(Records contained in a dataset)
------------------------

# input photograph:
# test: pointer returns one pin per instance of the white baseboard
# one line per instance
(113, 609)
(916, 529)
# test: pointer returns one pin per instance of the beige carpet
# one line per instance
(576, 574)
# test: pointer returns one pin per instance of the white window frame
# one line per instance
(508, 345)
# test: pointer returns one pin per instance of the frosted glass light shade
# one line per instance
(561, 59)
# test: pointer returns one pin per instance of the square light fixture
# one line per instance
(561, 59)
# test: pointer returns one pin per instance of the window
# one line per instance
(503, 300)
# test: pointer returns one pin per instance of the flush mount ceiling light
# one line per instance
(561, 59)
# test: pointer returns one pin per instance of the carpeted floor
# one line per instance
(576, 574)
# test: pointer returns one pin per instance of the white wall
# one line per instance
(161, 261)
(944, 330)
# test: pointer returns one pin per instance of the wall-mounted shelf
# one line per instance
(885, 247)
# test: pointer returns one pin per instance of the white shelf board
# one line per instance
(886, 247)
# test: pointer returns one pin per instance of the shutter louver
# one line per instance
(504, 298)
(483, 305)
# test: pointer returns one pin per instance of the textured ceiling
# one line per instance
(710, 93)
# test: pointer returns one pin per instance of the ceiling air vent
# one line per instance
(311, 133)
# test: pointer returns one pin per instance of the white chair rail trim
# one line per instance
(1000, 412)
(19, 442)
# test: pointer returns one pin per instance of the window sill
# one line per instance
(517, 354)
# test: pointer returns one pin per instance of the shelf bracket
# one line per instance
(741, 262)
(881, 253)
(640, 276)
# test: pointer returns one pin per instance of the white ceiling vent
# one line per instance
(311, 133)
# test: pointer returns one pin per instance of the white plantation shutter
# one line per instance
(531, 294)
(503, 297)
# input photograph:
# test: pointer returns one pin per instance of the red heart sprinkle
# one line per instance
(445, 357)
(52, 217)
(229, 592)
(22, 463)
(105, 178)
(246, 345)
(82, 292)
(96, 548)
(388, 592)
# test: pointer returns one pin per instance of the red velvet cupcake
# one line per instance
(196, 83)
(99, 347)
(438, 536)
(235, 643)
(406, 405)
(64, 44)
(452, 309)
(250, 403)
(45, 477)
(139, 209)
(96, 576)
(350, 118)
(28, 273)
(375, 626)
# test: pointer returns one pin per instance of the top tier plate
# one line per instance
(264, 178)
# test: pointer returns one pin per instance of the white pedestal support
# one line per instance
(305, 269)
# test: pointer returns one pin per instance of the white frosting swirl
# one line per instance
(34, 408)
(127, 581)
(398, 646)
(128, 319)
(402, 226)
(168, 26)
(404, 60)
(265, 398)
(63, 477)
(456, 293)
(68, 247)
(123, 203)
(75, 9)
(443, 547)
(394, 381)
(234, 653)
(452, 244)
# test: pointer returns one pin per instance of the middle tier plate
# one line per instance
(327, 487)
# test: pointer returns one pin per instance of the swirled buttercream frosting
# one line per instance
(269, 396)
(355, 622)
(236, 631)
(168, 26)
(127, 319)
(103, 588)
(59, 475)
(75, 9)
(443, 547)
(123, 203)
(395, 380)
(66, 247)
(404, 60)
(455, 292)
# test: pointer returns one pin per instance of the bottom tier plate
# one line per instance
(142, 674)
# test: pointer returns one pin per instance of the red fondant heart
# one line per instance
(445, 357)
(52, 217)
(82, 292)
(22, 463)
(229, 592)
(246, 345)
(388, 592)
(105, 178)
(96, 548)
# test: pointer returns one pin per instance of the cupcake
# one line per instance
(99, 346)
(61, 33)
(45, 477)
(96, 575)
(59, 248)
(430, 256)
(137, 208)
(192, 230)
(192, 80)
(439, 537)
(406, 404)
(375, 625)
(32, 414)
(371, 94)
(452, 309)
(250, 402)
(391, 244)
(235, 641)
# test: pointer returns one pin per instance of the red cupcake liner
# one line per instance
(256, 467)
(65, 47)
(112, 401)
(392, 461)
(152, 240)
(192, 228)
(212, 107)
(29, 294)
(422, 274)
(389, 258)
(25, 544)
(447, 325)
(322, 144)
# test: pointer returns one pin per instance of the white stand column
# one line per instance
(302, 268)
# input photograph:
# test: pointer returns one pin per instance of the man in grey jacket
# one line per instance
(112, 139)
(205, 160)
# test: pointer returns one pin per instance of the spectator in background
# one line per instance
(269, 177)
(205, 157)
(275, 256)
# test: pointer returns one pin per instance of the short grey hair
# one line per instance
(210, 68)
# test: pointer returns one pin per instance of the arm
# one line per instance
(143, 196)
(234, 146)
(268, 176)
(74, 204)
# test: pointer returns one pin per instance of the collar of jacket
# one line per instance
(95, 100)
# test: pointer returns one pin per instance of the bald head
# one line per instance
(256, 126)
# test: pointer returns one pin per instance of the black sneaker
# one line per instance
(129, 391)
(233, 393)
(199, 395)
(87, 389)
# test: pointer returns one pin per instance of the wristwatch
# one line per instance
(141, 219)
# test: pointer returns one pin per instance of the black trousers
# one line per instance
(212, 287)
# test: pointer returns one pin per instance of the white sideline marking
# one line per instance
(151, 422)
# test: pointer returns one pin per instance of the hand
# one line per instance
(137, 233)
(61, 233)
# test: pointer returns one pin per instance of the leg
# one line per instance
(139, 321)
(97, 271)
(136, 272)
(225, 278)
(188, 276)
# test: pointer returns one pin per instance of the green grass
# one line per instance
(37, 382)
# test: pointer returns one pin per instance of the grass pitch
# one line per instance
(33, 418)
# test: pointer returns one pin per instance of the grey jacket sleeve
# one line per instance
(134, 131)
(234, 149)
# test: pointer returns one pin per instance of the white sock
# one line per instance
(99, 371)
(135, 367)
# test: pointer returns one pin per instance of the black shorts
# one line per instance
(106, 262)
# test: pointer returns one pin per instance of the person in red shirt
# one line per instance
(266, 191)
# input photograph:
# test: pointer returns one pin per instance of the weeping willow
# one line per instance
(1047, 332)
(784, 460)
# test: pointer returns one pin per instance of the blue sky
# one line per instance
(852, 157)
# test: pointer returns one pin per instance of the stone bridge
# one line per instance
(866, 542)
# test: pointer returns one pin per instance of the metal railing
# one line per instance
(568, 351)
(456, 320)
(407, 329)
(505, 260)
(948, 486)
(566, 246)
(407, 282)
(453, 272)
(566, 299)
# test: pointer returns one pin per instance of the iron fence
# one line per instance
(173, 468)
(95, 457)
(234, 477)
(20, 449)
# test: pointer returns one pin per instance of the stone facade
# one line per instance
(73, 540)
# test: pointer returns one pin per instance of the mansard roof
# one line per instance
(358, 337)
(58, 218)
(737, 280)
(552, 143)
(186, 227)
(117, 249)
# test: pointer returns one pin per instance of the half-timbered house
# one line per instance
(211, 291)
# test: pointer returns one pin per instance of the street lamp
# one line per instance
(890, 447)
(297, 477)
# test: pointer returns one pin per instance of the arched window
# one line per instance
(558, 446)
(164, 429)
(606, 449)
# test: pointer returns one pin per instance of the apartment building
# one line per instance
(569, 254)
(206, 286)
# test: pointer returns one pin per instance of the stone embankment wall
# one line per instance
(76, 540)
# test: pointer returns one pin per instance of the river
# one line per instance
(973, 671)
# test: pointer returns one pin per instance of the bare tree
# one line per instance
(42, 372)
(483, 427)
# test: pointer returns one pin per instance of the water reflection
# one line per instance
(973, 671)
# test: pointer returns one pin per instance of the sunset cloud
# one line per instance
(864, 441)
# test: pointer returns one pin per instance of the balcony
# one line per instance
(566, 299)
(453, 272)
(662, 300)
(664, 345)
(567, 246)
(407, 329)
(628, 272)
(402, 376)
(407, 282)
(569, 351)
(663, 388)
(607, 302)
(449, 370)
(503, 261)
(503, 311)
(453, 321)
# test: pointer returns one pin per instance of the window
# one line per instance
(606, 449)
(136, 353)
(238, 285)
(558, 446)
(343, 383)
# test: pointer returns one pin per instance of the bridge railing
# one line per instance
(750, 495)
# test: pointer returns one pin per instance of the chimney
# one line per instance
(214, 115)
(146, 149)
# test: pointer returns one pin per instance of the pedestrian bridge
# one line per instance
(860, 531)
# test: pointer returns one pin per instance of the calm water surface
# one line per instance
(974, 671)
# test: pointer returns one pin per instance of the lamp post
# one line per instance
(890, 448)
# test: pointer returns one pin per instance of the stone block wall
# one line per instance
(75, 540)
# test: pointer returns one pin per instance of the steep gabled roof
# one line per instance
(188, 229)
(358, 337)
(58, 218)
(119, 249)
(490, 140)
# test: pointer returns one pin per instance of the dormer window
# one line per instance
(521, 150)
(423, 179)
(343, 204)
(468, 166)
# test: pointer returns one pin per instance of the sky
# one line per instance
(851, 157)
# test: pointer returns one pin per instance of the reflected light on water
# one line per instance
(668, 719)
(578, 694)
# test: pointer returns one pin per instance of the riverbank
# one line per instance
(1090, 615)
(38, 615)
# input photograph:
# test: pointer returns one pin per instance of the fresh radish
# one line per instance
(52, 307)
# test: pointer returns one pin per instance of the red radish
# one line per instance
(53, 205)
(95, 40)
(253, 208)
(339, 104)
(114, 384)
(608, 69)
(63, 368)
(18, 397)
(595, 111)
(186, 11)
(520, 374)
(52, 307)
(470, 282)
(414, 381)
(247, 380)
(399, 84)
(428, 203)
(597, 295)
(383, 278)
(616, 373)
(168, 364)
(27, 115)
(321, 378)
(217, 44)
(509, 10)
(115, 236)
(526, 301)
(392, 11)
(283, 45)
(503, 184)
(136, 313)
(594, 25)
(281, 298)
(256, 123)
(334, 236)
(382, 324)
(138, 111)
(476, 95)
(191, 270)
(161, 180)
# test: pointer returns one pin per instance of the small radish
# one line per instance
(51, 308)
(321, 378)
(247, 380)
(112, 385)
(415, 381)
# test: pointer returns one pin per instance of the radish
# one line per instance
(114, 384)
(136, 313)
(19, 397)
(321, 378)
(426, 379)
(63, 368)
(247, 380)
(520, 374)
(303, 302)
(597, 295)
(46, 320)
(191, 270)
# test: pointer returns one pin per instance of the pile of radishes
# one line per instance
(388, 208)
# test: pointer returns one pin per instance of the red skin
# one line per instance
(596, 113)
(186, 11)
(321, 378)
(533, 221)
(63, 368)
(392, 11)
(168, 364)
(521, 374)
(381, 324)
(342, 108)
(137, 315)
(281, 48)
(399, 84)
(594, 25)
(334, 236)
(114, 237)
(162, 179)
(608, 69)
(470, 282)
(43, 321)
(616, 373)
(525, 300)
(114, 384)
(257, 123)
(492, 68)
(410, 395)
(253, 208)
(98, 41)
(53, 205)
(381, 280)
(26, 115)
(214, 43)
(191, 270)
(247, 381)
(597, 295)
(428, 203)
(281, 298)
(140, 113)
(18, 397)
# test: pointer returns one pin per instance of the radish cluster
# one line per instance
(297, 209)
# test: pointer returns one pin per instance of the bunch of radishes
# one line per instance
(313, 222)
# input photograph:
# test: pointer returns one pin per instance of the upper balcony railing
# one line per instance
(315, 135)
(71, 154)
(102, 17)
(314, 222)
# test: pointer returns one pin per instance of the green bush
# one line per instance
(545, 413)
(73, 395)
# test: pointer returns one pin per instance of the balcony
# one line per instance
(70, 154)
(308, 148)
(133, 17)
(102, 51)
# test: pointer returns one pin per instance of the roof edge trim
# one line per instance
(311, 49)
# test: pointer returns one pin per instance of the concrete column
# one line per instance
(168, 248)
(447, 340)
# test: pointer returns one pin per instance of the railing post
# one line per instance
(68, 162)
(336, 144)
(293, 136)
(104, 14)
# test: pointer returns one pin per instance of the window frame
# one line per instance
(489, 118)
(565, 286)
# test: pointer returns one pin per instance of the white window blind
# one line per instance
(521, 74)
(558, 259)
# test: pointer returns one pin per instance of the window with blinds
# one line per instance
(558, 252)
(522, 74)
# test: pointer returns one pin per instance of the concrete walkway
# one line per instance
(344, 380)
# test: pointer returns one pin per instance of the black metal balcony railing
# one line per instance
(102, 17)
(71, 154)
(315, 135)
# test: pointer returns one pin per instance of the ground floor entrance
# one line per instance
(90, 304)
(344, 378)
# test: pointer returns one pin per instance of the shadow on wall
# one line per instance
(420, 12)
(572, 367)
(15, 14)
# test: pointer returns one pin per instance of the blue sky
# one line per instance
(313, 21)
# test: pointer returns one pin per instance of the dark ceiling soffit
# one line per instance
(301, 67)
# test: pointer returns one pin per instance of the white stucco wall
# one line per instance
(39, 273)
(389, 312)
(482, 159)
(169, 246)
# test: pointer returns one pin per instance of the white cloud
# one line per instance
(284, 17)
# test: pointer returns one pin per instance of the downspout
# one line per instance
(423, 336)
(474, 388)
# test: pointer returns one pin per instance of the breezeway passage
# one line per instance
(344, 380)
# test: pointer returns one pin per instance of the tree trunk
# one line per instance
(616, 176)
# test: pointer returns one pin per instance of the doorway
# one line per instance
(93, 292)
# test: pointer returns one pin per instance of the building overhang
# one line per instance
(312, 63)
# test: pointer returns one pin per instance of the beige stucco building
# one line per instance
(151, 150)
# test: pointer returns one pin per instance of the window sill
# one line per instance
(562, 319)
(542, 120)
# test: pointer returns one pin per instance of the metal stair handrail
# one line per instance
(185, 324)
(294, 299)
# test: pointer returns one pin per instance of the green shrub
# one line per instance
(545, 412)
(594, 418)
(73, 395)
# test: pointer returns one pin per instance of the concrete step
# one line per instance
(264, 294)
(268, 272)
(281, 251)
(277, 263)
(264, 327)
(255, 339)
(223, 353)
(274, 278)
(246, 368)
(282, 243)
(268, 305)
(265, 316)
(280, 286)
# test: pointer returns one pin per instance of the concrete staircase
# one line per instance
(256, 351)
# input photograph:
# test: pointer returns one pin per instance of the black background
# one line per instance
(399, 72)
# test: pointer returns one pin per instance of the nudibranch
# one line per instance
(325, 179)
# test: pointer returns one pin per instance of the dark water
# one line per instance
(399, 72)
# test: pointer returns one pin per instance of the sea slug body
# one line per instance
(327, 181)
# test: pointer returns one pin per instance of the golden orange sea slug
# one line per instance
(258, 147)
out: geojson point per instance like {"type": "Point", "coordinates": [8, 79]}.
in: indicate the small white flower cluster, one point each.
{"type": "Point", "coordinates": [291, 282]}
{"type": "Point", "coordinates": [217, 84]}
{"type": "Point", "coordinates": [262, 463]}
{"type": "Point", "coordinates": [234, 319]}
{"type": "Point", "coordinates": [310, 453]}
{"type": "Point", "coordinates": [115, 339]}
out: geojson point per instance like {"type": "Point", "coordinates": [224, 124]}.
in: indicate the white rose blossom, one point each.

------------------------

◆ Exercise objective
When you reach the line with "the metal railing" in the records above, start writing out lines exactly, and stop once the line with "# test: pointer returns one pin per instance of the iron" has been written; include nothing else.

◆ Result of the task
# test: pointer returns one pin per instance of the metal railing
# one line per instance
(568, 351)
(456, 320)
(407, 329)
(505, 260)
(948, 486)
(566, 246)
(407, 282)
(453, 272)
(566, 299)
# test: pointer returns one pin per instance of the iron fence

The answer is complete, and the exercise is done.